The other caveat is that infrastructure spend takes time to ramp up (witness the Provincial Growth Fund and the shovel-ready projects strategies). However, the high capital allocation to health and education infrastructure is consistent with Labour’s stated priorities and narrative of “caring and kindness” but it needs to be spent and the results visible.

This is a very different approach to Australia’s conservative government’s budget – far more of a buffet approach to stimulation with a lot going directly to business to drive economic growth. Grant Robertson announced a total of $3.8 billion in new operating spending this year, $2.7 billion for the next three budgets, and an increase of $54 billion in infrastructure spending but little to no targeted business stimulus. In Australia, their government committed A$311 billion to fight COVID-19, including A$20 billion on health support (our vaccination programme is $1.4B) and A$290 billion in economic stimulus. Despite this, Australia’s debt peaks at only 40% of GDP in 2025, lower and later than New Zealand’s peak in 2023.

You might characterise Australia’s short-term budget objectives as more of a “pull strategy” with significant stimulus to business, whereas New Zealand is following more of a “push strategy” with stimulus in people’s pockets: conservative Liberal versus progressive Labour.

So, what does that mean for Business. The reform programme being unleashed by Labour continues apace. There will be no let-up. The Budget does not change anything. Ten days compulsory sick leave is now in law. The latest minimum wage increase affecting 175,000 earners and their employers is being worked into the P&L. The Fair Pay Agreements legislation is being worked on. Immigration settings are being changed with implications for skills and labour shortages in tourism, hospitality, the primary sector, health and education.

- _ABOUT THIS EXERCISE_
Carry on the commentary on New Zealand's Budget and Australia's budget from the end of its last paragraph, in the same tone.

- _INFORMATION SUPPLIED_
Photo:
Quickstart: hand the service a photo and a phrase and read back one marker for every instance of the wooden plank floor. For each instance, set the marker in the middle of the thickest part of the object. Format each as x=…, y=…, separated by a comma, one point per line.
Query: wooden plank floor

- _ANSWER SECTION_
The list goes on. Pressure on the construction sector and everyone else associated with infrastructure just ramped up further (a nice problem to have). RMA reform is slowly progressing with funding in the Budget to help it along. There has been no fundamental change in long-term MIQ capacity (witness Australia now building customised MIQ facilities in some States), and only a small budget nod to decarbonising the economy.

There is one new initiative to consider. A working group involving Business New Zealand and the Council of Trade Unions – has been formed to consider a Social Unemployment Insurance Scheme. The Scheme is to provide time-limited support to workers who lose their jobs at around 80% of their former income, likely to be part-funding by employers and employees. What this will finally look like is yet to be determined.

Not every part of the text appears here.